───── Given information ─────

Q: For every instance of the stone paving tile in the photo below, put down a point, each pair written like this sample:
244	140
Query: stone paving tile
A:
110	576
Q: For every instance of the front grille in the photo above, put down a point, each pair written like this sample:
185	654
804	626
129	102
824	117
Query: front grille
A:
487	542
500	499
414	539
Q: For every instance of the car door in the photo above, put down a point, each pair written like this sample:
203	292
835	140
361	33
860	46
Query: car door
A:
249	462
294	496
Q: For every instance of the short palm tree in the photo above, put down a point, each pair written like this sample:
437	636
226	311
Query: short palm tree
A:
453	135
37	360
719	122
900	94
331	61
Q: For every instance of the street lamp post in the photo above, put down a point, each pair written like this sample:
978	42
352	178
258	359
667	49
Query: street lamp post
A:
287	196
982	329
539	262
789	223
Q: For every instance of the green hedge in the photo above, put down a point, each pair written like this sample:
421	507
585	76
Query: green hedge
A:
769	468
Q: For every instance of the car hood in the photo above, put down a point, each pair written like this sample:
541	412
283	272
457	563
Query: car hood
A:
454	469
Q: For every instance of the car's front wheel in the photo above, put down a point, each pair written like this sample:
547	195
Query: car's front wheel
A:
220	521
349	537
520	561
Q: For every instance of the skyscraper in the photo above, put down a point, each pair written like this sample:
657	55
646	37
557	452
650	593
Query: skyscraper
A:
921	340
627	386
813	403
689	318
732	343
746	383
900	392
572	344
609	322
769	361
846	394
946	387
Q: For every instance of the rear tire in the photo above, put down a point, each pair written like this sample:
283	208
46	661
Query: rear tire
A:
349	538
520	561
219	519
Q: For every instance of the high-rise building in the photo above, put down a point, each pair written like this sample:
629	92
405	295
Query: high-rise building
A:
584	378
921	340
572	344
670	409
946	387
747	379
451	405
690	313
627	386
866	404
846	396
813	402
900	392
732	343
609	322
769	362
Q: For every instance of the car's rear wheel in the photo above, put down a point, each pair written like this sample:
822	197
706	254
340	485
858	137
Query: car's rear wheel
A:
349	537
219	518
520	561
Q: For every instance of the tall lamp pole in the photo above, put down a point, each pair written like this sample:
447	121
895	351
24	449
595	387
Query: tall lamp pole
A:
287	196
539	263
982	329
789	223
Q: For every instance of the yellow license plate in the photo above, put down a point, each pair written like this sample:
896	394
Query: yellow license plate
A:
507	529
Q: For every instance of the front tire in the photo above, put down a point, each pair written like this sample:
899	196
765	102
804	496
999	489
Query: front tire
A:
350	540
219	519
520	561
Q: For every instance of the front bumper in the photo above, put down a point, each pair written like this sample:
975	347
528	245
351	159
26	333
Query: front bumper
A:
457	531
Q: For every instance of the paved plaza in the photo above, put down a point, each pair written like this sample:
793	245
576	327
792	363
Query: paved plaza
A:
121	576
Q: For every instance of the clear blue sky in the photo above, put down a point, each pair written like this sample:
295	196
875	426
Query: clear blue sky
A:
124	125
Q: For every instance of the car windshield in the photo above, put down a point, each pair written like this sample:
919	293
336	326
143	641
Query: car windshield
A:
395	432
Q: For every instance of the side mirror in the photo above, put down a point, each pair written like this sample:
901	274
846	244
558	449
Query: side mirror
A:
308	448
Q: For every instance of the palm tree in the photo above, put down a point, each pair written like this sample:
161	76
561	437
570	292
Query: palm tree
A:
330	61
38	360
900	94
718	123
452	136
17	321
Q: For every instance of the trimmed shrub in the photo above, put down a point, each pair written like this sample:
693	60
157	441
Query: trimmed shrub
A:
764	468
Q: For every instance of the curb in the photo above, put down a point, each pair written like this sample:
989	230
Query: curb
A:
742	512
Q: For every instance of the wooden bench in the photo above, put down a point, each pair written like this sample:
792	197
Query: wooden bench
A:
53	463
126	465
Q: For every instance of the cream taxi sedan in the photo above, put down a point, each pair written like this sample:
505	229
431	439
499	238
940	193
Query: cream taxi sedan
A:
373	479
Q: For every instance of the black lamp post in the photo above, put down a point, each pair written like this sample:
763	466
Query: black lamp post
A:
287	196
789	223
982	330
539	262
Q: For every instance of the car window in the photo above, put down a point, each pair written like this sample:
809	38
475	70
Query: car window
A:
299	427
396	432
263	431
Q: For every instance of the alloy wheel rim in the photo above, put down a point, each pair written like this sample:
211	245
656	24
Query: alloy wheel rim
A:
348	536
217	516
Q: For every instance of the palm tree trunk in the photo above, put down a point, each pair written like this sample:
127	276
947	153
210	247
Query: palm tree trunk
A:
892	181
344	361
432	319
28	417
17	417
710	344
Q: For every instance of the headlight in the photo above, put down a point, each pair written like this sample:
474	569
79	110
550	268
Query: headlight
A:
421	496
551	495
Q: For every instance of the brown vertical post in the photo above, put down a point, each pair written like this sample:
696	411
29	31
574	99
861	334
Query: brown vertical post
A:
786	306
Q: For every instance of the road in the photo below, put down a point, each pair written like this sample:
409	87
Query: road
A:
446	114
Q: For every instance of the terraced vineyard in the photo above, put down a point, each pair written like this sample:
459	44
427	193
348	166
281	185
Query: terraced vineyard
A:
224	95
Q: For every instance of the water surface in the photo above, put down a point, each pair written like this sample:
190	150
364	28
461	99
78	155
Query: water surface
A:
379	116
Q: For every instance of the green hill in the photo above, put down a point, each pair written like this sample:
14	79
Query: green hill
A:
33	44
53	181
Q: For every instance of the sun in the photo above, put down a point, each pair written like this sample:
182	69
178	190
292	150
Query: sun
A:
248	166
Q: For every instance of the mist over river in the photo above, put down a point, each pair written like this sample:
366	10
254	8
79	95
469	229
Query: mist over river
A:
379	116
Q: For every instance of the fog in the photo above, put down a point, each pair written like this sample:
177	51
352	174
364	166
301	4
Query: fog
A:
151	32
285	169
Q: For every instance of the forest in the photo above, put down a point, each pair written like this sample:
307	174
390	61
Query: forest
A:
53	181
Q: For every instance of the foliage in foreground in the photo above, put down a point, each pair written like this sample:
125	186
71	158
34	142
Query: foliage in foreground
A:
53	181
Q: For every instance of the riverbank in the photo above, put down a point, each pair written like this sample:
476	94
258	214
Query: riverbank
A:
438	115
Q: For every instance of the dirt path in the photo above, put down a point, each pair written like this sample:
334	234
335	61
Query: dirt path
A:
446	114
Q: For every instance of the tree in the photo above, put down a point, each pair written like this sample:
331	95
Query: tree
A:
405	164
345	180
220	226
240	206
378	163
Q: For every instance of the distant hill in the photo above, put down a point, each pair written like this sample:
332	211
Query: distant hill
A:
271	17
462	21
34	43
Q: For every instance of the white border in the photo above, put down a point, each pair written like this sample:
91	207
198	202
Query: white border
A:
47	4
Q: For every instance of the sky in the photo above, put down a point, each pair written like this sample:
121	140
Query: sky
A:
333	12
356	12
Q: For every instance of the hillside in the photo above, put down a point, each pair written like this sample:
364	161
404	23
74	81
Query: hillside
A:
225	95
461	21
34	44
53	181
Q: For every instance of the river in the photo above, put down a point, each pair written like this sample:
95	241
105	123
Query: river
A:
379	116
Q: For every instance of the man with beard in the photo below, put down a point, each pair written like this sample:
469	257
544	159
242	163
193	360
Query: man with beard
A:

─────

• [Task to carry out]: Render the entries as a Markdown table with the columns Row and Line, starting with the line containing "Q: For every instance of the river in" and going on through the last line of the entries. Number each line in Row and leave out blank lines.

• [Correct answer]:
| Row | Line |
|---|---|
| 1 | Q: For every instance of the river in the photo above, put down a point, each pair written like this sample: |
| 2 | 95	241 |
| 3 | 105	123 |
| 4 | Query: river |
| 5 | A: |
| 6 | 379	116 |
| 7 | Q: For every instance of the man with beard in the photo below, put down a point, each pair written like this sample: |
| 8 | 469	257 |
| 9 | 544	159 |
| 10 | 242	163 |
| 11 | 193	360 |
| 12 | Query: man with beard |
| 13 | A: |